Task objective:
Present every row below as a Markdown table with the columns No. and Line, numbering each row in order and skipping blank lines.

Source material:
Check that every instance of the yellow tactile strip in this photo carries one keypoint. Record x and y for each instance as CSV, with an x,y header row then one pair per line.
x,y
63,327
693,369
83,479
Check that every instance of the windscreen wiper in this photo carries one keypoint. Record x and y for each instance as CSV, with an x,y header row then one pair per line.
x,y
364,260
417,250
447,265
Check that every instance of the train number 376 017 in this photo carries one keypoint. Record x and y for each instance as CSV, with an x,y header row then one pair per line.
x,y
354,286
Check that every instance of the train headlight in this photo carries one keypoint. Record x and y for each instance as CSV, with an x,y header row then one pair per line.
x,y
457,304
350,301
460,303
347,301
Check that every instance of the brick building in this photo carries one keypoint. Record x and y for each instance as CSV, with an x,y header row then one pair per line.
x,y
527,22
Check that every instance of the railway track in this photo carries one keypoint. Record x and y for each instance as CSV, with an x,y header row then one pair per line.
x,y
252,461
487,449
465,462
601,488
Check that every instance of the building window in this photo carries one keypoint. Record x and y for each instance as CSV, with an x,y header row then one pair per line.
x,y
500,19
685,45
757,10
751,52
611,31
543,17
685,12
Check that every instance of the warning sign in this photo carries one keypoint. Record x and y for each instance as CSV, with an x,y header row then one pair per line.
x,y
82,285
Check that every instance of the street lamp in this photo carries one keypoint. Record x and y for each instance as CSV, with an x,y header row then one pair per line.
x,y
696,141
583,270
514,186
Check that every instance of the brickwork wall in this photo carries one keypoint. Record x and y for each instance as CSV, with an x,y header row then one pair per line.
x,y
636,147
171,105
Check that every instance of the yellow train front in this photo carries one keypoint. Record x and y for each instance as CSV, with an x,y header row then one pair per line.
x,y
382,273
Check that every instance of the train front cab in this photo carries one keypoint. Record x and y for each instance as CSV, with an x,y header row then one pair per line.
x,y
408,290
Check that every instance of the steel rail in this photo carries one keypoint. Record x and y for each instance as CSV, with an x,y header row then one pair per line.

Full answer:
| No. | Line |
|---|---|
| 1 | Check that every instance of the yellow tactile strip in this photo carries one keypoint. Record x and y for each instance as CSV, with an x,y header row then one pair per line. |
| 2 | x,y |
| 3 | 63,327 |
| 4 | 693,369 |
| 5 | 83,479 |
| 6 | Check that every instance of the windscreen wiper in this photo carries one keypoint. Record x and y for each instance as CSV, with an x,y header row then one pair per line. |
| 7 | x,y |
| 8 | 364,260 |
| 9 | 417,250 |
| 10 | 447,265 |
| 11 | Check that every instance of the train number 376 017 in this photo carries one keypoint. Record x and y for each instance as CSV, with an x,y header row then one pair per line. |
| 12 | x,y |
| 13 | 354,286 |
| 14 | Check that every instance of the train headlight in this photo carries one keypoint. Record x and y for each instance as CSV, with an x,y header row then one pair per line. |
| 15 | x,y |
| 16 | 457,304 |
| 17 | 350,301 |
| 18 | 460,303 |
| 19 | 347,301 |
| 20 | Check that every instance of the brick building in this photo carries one keypoint. Record x and y for each instance as CSV, with an x,y header row then one pair per line. |
| 21 | x,y |
| 22 | 527,22 |
| 23 | Check that every instance of the railway track in this photo carries one keypoint. Record x and y for each instance as CSV, with an x,y header row then one pair per line. |
| 24 | x,y |
| 25 | 252,461 |
| 26 | 487,449 |
| 27 | 465,462 |
| 28 | 601,488 |
| 29 | Check that every instance of the building window in this photo carries one keypoint. Record x and y for each instance as CSV, with an x,y header row then one pair per line. |
| 30 | x,y |
| 31 | 500,19 |
| 32 | 685,45 |
| 33 | 757,10 |
| 34 | 751,52 |
| 35 | 611,31 |
| 36 | 543,17 |
| 37 | 685,12 |
| 38 | Check that every instance of the warning sign in this photo carries one keypoint. Record x and y for each instance as CSV, with an x,y header row then one pair per line. |
| 39 | x,y |
| 40 | 82,285 |
| 41 | Check that every instance of the street lamp in this photo carries one keypoint. Record x and y for each instance as CSV, with an x,y header row then one pair per line. |
| 42 | x,y |
| 43 | 696,141 |
| 44 | 583,270 |
| 45 | 514,186 |
| 46 | Check that every instance of the brickwork wall in this photo carries one keypoint. Record x and y for each instance as CSV, with an x,y header row then one pair per line. |
| 47 | x,y |
| 48 | 636,147 |
| 49 | 171,105 |
| 50 | Check that every instance of the yellow train front in this photo carries one keypoint. Record x and y for each instance as CSV, with an x,y header row then one pair per line. |
| 51 | x,y |
| 52 | 382,273 |
| 53 | Check that every instance of the train front cab in this photo carries one keypoint. Record x and y for each instance as CSV, with an x,y header row then one pair per line. |
| 54 | x,y |
| 55 | 408,290 |
| 56 | Check that every instance of the steel rail in this photo carries one keypoint. Record x and y for each instance as CSV, with an x,y header row then one pair per line. |